List of tasks
**a)** According to the Arte Povera text, who coined the term, and in what year?
**b)** Carry on the Arte Povera text, picking up after its last sentence.

Excerpt provided
"""

Arte Povera (; literally "poor art") was an art movement that took place between the end of the 1960s and the beginning of the 1970s in major cities throughout Italy and above all in Turin. Other cities where the movement was also important are Milan, Rome, Genoa, Venice, Naples and Bologna. The term was coined by Italian art critic Germano Celant in 1967 and introduced in Italy during the period of upheaval at the end of the 1960s, when artists were taking a radical stance. Artists began attacking the values of established institutions of government, industry, and culture.

Some of the first exhibitions of artists associated with Arte Povera were held at the Christian Stein Gallery in Turin, run by Margherita Stein. The exhibition "Im Spazio" (The Space of Thoughts), curated by Celant and held at the Galleria La Bertesca in Genoa, Italy, from September through October 1967, is often considered to be the official starting point of Arte Povera. Celant, who became one of Arte Povera's major proponents, organized two exhibitions in 1967 and 1968, followed by an influential book published by Electa in 1985 called Arte Povera Storie e protagonisti/Arte Povera. Histories and Protagonists, promoting the notion of a revolutionary art, free of convention, the power of structure, and the market place.

"""

Material
"""

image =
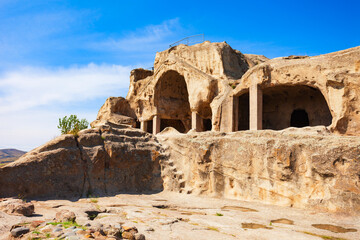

"""

Results in order
**a)** Italian art critic Germano Celant coined it in 1967.

**b)**
Although Celant attempted to encompass the radical elements of the entire international scene, the term properly centered on a group of Italian artists who attacked the corporate mentality with an art of unconventional materials and style. Key figures closely associated with the movement are Giovanni Anselmo, Alighiero Boetti, Enrico Castellani, Pier Paolo Calzolari, Luciano Fabro, Jannis Kounellis, Mario Merz, Marisa Merz, Giulio Paolini, Pino Pascali, Giuseppe Penone,  Michelangelo Pistoletto, Emilio Prini, and Gilberto Zorio.  They often used found objects in their works. Other early exponents of radical change in the visual arts include proto Arte Povera artists: Antoni Tàpies and the Dau al Set movement, Alberto Burri, Piero Manzoni, and Lucio Fontana and Spatialism. Art dealer Ileana Sonnabend was a champion of the movement.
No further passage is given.